Dataset entries:
__________________________________________________

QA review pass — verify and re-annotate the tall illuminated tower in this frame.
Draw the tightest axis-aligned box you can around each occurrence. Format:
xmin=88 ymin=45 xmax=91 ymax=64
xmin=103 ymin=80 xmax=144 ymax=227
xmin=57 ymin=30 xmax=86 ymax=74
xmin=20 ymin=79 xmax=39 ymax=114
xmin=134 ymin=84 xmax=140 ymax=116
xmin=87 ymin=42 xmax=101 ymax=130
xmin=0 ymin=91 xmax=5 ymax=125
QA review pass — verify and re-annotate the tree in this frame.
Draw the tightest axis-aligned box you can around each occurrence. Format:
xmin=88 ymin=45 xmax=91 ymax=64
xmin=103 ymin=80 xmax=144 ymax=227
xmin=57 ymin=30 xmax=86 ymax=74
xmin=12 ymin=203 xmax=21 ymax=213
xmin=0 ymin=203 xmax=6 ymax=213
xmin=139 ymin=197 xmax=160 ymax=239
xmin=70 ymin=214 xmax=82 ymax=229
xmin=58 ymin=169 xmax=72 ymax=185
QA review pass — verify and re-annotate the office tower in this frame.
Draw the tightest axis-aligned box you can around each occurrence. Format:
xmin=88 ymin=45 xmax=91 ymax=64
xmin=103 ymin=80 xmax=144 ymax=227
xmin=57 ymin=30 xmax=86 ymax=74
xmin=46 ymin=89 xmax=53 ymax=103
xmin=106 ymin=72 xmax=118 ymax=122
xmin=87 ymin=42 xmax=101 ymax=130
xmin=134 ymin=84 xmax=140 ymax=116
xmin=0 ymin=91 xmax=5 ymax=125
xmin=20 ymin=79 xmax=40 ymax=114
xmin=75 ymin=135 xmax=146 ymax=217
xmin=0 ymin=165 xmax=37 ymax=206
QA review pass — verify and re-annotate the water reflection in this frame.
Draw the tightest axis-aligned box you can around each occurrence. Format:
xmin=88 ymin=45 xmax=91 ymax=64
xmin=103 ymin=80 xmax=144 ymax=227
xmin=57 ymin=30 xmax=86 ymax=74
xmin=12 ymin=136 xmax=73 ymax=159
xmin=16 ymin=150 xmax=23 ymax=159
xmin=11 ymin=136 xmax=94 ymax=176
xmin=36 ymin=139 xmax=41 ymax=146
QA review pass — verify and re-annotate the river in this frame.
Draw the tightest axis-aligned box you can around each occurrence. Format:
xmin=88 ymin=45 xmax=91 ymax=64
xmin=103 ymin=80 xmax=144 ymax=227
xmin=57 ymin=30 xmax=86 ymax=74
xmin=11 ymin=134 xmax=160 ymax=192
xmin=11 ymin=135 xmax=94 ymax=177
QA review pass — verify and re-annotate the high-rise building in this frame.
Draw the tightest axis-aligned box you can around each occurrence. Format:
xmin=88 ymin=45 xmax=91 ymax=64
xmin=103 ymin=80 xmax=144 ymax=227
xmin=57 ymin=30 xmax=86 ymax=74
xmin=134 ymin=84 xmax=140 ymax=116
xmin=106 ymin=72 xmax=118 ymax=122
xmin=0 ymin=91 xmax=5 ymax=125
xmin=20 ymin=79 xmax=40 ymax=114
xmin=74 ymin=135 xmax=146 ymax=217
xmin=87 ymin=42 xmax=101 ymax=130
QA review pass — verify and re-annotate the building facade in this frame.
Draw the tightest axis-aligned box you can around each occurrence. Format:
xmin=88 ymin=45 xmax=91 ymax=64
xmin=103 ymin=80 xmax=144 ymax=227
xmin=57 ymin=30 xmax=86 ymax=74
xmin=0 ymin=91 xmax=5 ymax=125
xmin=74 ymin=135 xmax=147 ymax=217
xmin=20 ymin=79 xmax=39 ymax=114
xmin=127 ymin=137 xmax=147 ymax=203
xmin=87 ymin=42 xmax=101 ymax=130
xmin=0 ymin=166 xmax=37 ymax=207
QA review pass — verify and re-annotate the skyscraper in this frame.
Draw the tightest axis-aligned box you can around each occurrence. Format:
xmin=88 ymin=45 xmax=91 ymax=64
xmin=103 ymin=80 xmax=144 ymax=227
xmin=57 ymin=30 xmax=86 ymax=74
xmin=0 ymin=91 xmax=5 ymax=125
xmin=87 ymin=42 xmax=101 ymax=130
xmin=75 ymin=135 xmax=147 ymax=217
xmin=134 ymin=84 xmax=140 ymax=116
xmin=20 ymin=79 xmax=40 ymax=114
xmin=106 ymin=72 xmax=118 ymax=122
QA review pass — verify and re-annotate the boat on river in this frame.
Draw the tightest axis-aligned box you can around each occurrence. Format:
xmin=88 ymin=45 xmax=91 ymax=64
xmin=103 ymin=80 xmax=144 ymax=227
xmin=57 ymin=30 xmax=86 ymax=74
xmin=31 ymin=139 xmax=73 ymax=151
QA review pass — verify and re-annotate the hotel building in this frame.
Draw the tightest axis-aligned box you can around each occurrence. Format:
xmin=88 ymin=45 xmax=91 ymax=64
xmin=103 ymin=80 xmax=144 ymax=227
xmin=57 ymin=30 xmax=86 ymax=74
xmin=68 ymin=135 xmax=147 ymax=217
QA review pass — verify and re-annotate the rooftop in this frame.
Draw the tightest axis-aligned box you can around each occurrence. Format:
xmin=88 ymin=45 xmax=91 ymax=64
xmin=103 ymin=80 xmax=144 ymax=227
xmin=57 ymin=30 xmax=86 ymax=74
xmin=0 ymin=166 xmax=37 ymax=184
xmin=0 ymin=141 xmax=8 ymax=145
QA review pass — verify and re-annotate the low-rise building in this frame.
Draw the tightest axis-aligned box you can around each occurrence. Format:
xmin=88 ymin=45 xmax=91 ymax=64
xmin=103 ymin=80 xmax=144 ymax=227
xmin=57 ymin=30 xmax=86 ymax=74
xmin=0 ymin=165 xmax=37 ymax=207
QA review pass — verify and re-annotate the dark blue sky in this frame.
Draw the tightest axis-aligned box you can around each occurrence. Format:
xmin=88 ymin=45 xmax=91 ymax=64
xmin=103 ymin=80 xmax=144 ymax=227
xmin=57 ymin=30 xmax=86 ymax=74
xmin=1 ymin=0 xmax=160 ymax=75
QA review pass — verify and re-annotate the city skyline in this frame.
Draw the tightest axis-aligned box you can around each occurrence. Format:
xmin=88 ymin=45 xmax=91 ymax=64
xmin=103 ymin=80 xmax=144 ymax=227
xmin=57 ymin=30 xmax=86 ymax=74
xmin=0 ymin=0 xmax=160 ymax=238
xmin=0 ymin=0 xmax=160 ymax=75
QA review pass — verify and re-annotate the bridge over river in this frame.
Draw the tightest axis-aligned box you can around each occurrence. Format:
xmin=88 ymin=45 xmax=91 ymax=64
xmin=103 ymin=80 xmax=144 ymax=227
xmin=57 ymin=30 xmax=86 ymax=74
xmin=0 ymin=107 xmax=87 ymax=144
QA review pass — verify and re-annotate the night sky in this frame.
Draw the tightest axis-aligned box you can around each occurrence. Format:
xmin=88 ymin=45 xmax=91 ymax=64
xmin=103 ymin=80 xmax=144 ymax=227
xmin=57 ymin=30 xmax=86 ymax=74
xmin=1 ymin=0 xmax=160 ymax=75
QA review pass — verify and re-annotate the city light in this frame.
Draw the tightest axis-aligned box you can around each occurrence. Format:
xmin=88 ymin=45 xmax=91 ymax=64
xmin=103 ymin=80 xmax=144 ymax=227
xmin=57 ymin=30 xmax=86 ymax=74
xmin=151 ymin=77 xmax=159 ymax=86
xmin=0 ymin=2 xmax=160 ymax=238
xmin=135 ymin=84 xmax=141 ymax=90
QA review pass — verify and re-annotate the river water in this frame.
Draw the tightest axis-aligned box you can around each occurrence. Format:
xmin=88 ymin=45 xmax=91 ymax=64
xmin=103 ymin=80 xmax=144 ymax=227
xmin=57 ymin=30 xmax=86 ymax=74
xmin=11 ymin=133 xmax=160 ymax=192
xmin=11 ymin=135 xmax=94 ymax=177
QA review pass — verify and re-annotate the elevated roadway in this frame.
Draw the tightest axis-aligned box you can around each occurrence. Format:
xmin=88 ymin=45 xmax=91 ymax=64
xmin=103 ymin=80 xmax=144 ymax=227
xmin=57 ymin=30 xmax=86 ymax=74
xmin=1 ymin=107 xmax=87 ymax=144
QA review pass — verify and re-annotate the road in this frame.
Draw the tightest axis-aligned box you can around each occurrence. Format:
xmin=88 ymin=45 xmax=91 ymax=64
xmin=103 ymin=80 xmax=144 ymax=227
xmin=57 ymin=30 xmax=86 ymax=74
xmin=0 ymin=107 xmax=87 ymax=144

__________________________________________________

Exercise directions
Go over the records above and tally each line that includes "river". Give the total by itself.

The answer
4